+++ Фрагмент документа
Полковник Сумбатов сообщил, что из Тифлиса получил секретную телеграмму о том, что правительство решило большую группу казаков выдать большевикам. Для этого из Тифлиса выехала комиссия грузинского министерства вместе с представителями большевиков в «дипломатическую миссию» в Гагры, которая должна прибыть 6 октября.
Получив эти сведения, я решил при помощи оружия спасти казаков и ночью послал телеграмму генералу Врангелю о положении дел, намерениях грузинского правительства и просил немедля дать мне возможность действовать по обстановке.
5 октября. Весь день прошел в томительном ожидании ответа главкома и в сборах казаков. К вечеру прибыли на бивак головные части войскового старшины Ковалева и доложили, что сам Ковалев расположился с главными силами вблизи Гагр.
Под вечер получено сообщение, что комиссия грузин и большевиков прибыла в Сухум и 6 октября будет в Гаграх. Медлить не было времени. Решил, что, если до утра не придет ответ из Крыма, действовать на свой страх и риск.
++++++
+++ Данные для анализа
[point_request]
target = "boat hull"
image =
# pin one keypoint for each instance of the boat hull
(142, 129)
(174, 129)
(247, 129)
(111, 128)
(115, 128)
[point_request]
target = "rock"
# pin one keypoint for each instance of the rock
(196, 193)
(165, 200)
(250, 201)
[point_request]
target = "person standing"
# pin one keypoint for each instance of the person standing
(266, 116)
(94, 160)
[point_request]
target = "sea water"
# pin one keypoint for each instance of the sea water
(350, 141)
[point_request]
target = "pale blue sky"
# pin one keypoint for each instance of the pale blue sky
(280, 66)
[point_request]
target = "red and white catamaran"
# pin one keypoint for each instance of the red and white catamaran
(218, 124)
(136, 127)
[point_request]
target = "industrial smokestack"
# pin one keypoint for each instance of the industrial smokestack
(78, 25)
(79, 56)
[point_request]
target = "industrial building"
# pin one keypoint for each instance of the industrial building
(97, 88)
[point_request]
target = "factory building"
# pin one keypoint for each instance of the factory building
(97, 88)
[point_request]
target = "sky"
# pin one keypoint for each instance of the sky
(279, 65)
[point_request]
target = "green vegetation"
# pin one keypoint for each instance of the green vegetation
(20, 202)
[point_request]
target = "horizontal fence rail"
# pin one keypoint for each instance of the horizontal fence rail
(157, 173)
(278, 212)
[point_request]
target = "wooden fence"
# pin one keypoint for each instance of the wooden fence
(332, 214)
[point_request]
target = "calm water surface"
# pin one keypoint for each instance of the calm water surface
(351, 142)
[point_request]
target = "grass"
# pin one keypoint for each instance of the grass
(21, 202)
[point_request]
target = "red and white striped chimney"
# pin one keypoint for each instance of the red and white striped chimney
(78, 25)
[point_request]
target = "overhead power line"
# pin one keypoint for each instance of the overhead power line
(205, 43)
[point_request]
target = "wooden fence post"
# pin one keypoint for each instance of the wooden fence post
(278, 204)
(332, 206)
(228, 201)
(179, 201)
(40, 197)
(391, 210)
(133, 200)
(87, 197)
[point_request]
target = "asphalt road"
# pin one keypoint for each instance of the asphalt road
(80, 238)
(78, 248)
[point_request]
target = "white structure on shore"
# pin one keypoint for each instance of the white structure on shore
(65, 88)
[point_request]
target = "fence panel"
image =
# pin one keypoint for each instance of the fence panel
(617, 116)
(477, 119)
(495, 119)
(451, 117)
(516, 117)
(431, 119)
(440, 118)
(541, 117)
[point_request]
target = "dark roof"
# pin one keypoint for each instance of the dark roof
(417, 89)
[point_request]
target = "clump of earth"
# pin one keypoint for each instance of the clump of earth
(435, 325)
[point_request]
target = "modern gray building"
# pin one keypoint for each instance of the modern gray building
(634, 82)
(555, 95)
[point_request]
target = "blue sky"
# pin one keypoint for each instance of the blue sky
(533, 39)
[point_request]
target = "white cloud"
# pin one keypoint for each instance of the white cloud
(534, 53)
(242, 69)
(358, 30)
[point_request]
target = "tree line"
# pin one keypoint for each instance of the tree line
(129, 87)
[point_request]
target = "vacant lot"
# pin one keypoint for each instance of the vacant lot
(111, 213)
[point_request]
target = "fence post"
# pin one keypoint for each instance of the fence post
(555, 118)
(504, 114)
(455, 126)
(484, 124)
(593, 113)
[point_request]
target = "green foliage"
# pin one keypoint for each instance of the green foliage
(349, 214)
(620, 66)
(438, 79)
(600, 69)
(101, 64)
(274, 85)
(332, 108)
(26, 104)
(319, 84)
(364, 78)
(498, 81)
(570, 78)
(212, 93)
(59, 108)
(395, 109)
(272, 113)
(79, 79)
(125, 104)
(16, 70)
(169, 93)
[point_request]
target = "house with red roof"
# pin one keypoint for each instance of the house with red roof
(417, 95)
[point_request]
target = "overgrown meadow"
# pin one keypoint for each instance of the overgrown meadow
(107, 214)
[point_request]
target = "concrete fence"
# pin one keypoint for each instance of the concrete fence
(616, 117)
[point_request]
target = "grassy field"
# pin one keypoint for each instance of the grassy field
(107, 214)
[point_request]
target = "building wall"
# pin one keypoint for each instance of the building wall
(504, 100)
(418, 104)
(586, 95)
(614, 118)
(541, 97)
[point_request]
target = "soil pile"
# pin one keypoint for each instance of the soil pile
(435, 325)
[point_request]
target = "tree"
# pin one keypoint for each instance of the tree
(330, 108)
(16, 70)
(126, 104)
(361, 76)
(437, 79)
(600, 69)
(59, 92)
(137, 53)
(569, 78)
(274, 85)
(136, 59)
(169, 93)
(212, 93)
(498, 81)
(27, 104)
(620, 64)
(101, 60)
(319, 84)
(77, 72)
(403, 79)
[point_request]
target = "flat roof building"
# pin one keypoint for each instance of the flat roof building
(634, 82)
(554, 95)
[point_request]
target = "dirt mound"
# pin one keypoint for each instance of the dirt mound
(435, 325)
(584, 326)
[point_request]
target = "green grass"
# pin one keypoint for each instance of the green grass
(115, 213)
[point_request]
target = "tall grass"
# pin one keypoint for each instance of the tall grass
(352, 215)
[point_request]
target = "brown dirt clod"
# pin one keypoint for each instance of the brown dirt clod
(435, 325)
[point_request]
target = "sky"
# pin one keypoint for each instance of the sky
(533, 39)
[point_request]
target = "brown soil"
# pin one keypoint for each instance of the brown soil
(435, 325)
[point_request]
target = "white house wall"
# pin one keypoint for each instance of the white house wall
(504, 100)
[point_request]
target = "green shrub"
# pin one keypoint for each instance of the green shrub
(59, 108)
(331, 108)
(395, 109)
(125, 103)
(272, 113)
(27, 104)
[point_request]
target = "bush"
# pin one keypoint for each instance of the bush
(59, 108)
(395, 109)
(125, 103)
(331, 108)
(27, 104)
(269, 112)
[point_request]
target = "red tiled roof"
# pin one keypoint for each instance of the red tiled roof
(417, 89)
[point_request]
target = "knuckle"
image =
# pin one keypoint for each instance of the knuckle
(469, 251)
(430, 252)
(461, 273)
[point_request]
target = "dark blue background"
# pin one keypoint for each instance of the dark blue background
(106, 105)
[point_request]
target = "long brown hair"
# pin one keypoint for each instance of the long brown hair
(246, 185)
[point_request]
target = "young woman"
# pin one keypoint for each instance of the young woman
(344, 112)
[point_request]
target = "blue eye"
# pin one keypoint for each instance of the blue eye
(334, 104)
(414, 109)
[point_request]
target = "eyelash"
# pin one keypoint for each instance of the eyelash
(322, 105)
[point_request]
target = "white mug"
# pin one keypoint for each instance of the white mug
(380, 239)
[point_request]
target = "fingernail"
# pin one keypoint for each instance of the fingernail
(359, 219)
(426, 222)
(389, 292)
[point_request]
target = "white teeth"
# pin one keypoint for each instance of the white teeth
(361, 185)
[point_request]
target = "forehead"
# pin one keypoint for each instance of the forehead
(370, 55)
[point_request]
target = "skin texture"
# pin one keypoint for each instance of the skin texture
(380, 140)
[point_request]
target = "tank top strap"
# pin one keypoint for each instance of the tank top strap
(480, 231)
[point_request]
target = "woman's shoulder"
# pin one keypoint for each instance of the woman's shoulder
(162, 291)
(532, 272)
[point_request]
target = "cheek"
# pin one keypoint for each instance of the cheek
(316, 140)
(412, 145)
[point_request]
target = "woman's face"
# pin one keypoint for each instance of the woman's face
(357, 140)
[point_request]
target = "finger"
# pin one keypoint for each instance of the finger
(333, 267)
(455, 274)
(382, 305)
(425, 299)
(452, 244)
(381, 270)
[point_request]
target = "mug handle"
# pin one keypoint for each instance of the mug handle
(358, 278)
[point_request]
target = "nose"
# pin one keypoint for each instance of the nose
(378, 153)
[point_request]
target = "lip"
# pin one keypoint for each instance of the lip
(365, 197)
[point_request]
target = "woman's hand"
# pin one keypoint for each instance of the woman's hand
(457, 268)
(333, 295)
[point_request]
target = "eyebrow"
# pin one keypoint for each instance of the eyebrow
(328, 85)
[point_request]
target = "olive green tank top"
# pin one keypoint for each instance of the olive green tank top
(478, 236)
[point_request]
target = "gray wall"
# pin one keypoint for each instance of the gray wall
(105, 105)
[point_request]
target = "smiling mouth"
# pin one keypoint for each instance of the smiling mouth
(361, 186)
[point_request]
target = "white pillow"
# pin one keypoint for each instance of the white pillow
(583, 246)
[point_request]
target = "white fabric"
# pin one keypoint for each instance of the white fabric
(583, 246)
++++++
Задание
Подхватите фрагмент о спасении казаков и продолжите его, начав сразу после последнего предложения. Записи никак не связаны с фрагментом о спасении казаков.

Результат выполнения
К моему счастью, ночью 6 октября ко мне прибыл офицер с крейсера «Алмаз» и передал телеграмму генерала Врангеля, в которой он предоставлял мне полное право располагать оружием для спасения казаков и во что бы то ни стало погрузить их всех на присланные пароходы. Через этого же офицера флота я приказал кораблям к 10 часам утра подойти как можно ближе к берегу, но ничего не предпринимать, а болиндер и лодки подготовить к погрузке.
6 октября. С рассветом я передал приказания командирам к 10 часам собрать все части и никуда не отпускать, а сам спешно выехал с двумя офицерами в Гагры к полковнику Сумбатову. План у меня был следующий: попросить у Сумбатова выгрузить продовольствие (так как оно закончилось) на берег к биваку, а вместо продовольствия высадить десант и произвести под его защитой погрузку, зная хорошо, что грузинская охрана, не допуская к берегу лодок, тем более не подпустит болиндер.
По дороге в Гагры я встретил войскового старшину Ковалева с казаками в шести верстах от бивака и, ознакомив его со своим решением, приказал быстро идти в лагерь.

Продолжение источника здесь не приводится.